--- Start Provided information ---
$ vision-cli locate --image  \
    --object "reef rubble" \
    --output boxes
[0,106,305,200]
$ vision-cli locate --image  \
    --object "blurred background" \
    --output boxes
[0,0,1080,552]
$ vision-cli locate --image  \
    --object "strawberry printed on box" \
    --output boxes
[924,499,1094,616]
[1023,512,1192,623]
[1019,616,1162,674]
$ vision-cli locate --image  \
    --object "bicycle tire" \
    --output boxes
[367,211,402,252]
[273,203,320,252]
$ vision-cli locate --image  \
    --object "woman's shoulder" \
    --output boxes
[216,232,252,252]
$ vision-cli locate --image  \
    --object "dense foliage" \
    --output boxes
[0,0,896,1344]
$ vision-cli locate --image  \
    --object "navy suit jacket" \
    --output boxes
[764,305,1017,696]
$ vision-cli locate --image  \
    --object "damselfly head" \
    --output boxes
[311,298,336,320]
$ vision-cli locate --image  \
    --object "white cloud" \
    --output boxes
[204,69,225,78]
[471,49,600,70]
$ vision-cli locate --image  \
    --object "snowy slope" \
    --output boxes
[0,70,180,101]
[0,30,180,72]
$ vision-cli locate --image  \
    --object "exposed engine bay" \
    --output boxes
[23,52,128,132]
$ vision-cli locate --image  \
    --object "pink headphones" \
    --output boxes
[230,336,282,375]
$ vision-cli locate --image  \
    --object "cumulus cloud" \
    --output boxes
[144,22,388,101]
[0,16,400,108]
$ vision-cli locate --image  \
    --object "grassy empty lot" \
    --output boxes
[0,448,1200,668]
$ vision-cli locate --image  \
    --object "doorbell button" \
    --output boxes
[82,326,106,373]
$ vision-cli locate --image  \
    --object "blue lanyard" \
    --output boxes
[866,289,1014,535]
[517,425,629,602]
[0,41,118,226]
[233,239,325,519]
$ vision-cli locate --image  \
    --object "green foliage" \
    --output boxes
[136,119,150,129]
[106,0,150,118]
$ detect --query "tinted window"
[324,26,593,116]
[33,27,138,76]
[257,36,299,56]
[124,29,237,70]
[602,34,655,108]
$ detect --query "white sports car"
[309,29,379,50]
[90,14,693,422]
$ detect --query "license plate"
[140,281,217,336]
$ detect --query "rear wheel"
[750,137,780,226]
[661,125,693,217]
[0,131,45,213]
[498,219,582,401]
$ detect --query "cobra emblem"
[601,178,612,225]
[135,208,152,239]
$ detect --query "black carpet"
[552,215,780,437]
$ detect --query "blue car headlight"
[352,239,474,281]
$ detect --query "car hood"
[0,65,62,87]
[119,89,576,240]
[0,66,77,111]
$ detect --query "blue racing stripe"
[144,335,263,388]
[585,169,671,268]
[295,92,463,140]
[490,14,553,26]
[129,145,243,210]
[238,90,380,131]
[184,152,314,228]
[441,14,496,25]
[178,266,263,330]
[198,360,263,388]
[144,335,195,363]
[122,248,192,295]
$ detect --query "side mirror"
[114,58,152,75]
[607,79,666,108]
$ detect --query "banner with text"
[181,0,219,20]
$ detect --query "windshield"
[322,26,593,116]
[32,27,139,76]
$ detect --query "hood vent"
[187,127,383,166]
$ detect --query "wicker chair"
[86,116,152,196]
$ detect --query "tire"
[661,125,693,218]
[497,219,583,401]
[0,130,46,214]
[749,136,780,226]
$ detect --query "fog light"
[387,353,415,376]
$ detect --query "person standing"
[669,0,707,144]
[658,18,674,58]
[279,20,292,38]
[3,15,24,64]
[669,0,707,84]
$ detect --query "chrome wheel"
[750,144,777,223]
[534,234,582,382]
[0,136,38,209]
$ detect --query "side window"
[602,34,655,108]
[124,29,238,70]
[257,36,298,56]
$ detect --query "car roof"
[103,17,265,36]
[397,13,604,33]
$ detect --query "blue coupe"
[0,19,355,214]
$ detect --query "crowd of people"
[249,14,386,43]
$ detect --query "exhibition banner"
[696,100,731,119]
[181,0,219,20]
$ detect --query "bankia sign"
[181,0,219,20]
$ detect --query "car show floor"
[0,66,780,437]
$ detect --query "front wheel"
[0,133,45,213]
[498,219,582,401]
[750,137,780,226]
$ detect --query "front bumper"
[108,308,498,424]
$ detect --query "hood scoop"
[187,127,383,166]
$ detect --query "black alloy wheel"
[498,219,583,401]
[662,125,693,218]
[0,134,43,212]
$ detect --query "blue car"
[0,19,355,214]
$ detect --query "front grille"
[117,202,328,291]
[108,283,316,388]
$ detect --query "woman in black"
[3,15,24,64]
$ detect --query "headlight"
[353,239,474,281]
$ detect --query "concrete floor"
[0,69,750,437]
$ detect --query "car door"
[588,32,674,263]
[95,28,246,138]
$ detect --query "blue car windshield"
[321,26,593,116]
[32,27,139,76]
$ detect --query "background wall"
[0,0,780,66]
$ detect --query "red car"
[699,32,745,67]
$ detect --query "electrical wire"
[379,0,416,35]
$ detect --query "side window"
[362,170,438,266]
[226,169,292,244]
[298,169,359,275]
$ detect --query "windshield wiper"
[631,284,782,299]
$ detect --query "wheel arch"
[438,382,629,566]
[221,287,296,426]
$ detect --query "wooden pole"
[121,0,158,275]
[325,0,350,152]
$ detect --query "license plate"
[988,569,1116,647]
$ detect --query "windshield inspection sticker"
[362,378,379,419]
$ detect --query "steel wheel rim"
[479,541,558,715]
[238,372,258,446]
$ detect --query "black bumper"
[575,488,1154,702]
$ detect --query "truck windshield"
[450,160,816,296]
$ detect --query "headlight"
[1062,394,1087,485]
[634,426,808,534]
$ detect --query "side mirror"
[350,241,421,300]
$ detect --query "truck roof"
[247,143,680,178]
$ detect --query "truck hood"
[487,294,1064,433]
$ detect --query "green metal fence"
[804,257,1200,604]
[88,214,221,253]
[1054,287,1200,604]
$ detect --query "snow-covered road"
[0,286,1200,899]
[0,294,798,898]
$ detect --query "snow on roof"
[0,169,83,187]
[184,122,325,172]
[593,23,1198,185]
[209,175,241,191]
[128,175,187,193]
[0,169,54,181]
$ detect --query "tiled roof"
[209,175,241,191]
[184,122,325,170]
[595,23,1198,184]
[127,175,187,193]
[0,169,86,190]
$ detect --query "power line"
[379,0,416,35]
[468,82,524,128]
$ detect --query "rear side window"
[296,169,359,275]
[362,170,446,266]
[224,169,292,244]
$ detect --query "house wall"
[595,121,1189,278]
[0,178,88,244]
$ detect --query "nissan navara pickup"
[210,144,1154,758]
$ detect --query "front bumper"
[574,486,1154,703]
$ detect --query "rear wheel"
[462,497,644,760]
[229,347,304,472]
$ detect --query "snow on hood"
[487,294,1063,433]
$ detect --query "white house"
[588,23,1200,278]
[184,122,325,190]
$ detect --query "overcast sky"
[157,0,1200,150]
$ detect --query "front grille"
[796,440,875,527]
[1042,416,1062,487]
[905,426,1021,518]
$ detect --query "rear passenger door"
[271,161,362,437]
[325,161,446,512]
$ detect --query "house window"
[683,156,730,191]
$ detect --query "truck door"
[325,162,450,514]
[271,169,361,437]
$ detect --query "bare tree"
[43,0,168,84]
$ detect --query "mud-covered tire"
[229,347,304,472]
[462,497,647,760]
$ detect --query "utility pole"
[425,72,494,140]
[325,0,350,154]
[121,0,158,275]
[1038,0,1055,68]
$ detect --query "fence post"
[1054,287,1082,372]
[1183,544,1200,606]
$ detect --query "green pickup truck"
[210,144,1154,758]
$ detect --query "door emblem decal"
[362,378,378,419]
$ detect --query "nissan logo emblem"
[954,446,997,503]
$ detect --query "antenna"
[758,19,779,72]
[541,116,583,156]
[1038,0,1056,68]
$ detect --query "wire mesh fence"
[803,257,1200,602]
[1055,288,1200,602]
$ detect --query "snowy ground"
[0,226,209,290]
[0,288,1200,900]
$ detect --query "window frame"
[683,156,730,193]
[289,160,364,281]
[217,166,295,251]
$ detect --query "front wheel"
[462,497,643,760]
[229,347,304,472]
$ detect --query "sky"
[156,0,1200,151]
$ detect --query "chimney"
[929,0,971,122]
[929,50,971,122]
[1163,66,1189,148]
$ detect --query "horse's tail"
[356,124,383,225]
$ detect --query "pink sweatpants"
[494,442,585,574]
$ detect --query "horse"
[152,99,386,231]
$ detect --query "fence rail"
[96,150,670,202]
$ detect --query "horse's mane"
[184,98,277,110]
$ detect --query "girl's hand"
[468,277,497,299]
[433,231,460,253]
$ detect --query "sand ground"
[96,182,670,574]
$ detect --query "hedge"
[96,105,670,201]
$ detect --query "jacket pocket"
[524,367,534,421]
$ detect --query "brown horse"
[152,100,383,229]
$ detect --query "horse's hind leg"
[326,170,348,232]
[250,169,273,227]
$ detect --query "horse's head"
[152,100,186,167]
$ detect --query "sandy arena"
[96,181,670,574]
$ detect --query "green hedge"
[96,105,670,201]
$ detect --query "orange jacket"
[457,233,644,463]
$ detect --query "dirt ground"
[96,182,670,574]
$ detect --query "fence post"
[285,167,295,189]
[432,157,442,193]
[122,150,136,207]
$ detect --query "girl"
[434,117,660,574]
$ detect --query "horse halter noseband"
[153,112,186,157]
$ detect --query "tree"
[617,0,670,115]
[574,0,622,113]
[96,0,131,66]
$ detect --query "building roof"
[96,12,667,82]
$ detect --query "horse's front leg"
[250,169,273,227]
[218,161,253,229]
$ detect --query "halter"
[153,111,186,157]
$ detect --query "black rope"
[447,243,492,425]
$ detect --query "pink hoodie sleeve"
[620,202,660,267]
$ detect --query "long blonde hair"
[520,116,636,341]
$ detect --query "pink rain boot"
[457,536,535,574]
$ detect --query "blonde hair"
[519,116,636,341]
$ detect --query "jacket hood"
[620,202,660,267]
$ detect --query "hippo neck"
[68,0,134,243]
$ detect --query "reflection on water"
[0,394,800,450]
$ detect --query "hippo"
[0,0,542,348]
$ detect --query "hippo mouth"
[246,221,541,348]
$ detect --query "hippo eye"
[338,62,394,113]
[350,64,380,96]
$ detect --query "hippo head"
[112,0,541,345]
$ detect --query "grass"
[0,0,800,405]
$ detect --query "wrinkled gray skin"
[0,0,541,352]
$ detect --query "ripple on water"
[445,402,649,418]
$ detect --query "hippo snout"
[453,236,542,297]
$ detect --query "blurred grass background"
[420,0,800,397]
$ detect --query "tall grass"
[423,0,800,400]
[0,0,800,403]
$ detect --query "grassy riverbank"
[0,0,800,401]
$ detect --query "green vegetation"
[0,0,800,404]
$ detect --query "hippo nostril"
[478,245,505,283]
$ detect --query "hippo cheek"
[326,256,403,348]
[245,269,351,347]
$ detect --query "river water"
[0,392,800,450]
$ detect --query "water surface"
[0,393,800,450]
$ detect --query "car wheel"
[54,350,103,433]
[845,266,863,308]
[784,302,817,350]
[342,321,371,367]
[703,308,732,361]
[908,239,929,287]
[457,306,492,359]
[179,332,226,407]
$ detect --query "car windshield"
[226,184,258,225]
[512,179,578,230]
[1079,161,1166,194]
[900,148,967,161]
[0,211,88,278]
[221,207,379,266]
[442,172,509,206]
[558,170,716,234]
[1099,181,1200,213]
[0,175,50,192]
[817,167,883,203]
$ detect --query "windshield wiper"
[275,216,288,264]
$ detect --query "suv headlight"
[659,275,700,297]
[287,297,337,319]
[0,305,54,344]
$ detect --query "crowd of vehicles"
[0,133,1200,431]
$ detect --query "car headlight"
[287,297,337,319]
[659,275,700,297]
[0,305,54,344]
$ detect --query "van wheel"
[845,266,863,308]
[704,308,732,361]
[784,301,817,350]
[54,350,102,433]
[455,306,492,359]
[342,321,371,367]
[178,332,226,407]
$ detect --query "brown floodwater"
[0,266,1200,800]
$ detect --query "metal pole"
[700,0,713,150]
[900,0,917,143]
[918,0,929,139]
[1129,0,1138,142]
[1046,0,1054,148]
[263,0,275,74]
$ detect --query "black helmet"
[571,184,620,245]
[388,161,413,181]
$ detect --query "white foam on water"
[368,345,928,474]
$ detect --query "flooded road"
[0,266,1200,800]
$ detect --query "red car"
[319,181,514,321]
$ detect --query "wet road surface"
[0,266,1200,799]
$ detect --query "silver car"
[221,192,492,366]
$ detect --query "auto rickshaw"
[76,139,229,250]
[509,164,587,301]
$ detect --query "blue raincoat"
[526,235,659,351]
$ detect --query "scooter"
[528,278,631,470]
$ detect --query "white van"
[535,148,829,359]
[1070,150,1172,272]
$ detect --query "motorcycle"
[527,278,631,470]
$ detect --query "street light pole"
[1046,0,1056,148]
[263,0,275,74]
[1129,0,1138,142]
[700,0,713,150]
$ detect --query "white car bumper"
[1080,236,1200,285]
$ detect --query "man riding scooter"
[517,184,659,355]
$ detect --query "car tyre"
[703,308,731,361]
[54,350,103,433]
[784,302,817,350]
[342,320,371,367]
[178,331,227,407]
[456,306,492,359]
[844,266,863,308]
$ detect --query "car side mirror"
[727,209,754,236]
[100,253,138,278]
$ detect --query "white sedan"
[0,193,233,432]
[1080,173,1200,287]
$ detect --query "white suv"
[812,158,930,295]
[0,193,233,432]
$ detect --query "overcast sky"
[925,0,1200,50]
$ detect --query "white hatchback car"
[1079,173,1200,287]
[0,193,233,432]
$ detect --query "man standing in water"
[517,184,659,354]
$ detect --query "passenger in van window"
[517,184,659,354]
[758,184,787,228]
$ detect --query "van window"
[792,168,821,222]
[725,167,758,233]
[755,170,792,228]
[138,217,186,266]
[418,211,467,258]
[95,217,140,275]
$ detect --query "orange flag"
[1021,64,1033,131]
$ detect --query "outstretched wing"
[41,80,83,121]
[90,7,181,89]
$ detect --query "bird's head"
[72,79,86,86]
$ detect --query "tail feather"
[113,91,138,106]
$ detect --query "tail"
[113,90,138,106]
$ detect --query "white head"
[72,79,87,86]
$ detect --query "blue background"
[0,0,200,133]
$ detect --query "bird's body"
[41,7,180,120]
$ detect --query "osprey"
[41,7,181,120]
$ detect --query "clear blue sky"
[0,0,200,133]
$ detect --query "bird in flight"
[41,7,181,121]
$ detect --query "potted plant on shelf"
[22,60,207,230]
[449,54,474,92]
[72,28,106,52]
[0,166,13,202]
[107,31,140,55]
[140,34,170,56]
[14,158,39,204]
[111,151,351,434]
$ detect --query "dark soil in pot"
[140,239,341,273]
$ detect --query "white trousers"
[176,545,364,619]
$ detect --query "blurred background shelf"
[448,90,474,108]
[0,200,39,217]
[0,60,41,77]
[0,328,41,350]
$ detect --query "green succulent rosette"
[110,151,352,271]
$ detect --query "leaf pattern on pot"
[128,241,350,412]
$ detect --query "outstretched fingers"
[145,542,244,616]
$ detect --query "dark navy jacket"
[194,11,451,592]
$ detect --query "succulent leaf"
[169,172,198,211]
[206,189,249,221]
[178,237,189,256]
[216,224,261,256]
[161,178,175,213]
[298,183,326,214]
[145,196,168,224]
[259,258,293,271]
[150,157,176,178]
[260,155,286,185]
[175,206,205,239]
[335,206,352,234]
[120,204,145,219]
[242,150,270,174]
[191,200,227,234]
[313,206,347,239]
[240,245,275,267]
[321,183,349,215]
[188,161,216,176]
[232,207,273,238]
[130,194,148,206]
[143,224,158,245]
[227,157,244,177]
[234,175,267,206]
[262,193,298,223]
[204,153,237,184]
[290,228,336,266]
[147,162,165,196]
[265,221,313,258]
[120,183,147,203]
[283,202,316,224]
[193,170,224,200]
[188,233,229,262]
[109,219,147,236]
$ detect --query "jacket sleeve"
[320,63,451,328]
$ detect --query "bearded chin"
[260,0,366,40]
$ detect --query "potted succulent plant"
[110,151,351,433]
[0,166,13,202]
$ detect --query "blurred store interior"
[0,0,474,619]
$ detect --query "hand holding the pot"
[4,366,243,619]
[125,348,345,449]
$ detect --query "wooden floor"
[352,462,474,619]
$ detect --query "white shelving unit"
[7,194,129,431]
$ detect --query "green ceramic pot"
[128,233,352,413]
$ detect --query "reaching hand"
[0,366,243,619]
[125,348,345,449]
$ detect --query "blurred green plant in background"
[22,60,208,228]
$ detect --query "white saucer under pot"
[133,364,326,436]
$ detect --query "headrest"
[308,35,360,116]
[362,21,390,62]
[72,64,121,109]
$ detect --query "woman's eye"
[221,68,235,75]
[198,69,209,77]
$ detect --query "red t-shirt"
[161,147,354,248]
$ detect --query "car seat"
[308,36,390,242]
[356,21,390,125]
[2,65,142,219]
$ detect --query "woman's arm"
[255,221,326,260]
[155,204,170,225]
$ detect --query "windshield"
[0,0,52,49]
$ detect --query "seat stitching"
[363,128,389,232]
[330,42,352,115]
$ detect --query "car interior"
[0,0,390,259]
--- End Provided information ---
-- Short task --
Reproduce the lines from the start of the records up to and including the line with "[0,16,400,108]".

-- The answer --
$ vision-cli locate --image  \
    --object "reef rubble" \
    --output boxes
[0,106,305,200]
$ vision-cli locate --image  \
    --object "blurred background" \
    --output boxes
[0,0,1080,552]
$ vision-cli locate --image  \
    --object "strawberry printed on box" \
    --output boxes
[924,499,1094,616]
[1023,512,1192,623]
[1019,616,1162,674]
$ vision-cli locate --image  \
    --object "bicycle tire" \
    --output boxes
[367,211,402,252]
[273,203,320,252]
$ vision-cli locate --image  \
    --object "woman's shoulder" \
    --output boxes
[216,232,252,252]
$ vision-cli locate --image  \
    --object "dense foliage" \
    --output boxes
[0,0,896,1344]
$ vision-cli locate --image  \
    --object "navy suit jacket" \
    --output boxes
[764,305,1017,696]
$ vision-cli locate --image  \
    --object "damselfly head" \
    --output boxes
[311,298,336,320]
$ vision-cli locate --image  \
    --object "white cloud" \
    --output boxes
[204,69,225,78]
[471,49,600,70]
$ vision-cli locate --image  \
    --object "snowy slope" \
    --output boxes
[0,70,180,101]
[0,30,180,72]
$ vision-cli locate --image  \
    --object "exposed engine bay" \
    --output boxes
[23,52,128,132]
$ vision-cli locate --image  \
    --object "pink headphones" \
    --output boxes
[230,336,282,375]
$ vision-cli locate --image  \
    --object "cumulus cloud" \
    --output boxes
[144,22,388,101]
[0,16,400,108]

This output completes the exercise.